• EXERCISE GOAL
Copy out every one of the rows below word for word, keeping each line in its original order.

--- start SUPPLIED ENTRIES ---

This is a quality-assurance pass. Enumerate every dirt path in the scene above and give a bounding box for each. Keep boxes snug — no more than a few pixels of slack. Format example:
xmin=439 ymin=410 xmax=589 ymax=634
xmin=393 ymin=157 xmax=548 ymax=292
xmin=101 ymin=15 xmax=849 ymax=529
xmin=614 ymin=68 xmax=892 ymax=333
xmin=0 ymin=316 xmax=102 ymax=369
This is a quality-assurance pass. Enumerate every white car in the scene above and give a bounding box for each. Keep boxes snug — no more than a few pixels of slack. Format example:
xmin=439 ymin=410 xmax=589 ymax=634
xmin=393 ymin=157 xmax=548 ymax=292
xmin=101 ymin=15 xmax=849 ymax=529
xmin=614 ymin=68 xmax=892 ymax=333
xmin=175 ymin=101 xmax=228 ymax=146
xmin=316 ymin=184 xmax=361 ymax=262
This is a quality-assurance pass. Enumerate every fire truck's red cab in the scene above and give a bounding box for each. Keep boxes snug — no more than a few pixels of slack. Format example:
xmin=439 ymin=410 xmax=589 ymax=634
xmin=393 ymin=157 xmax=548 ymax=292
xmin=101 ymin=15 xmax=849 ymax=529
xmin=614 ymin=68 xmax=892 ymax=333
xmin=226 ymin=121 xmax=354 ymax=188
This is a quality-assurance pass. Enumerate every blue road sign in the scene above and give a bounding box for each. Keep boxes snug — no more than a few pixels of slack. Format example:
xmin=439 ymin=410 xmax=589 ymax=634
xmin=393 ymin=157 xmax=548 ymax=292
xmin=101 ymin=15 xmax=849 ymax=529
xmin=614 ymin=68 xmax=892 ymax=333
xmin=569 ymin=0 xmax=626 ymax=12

--- end SUPPLIED ENTRIES ---

• WRITTEN SOLUTION
This is a quality-assurance pass. Enumerate every dirt path in the scene above and give a bounding box for each. Keep boxes snug — no more than a few pixels of slack. Format example:
xmin=439 ymin=410 xmax=589 ymax=634
xmin=393 ymin=157 xmax=548 ymax=292
xmin=101 ymin=15 xmax=849 ymax=529
xmin=614 ymin=68 xmax=892 ymax=333
xmin=0 ymin=316 xmax=102 ymax=369
This is a quality-assurance pass. Enumerate every white car in the scene above and give a bounding box for each. Keep boxes snug — no more than a few pixels of slack. Format example:
xmin=439 ymin=410 xmax=589 ymax=634
xmin=393 ymin=157 xmax=548 ymax=292
xmin=101 ymin=15 xmax=849 ymax=529
xmin=614 ymin=68 xmax=892 ymax=333
xmin=175 ymin=101 xmax=228 ymax=146
xmin=316 ymin=184 xmax=361 ymax=262
This is a quality-assurance pass. Enumerate every fire truck's red cab in the scene above and give a bounding box for each. Keep boxes snug — no more than a few pixels of slack. Format example:
xmin=439 ymin=410 xmax=589 ymax=634
xmin=393 ymin=157 xmax=548 ymax=292
xmin=101 ymin=15 xmax=849 ymax=529
xmin=614 ymin=68 xmax=892 ymax=333
xmin=226 ymin=121 xmax=354 ymax=188
This is a quality-assurance pass. Enumerate every blue road sign in the scene above and give a bounding box for each. Keep boxes snug — no more than a few pixels of slack. Format example:
xmin=439 ymin=410 xmax=589 ymax=634
xmin=393 ymin=157 xmax=548 ymax=292
xmin=101 ymin=15 xmax=849 ymax=529
xmin=614 ymin=68 xmax=892 ymax=333
xmin=569 ymin=0 xmax=626 ymax=12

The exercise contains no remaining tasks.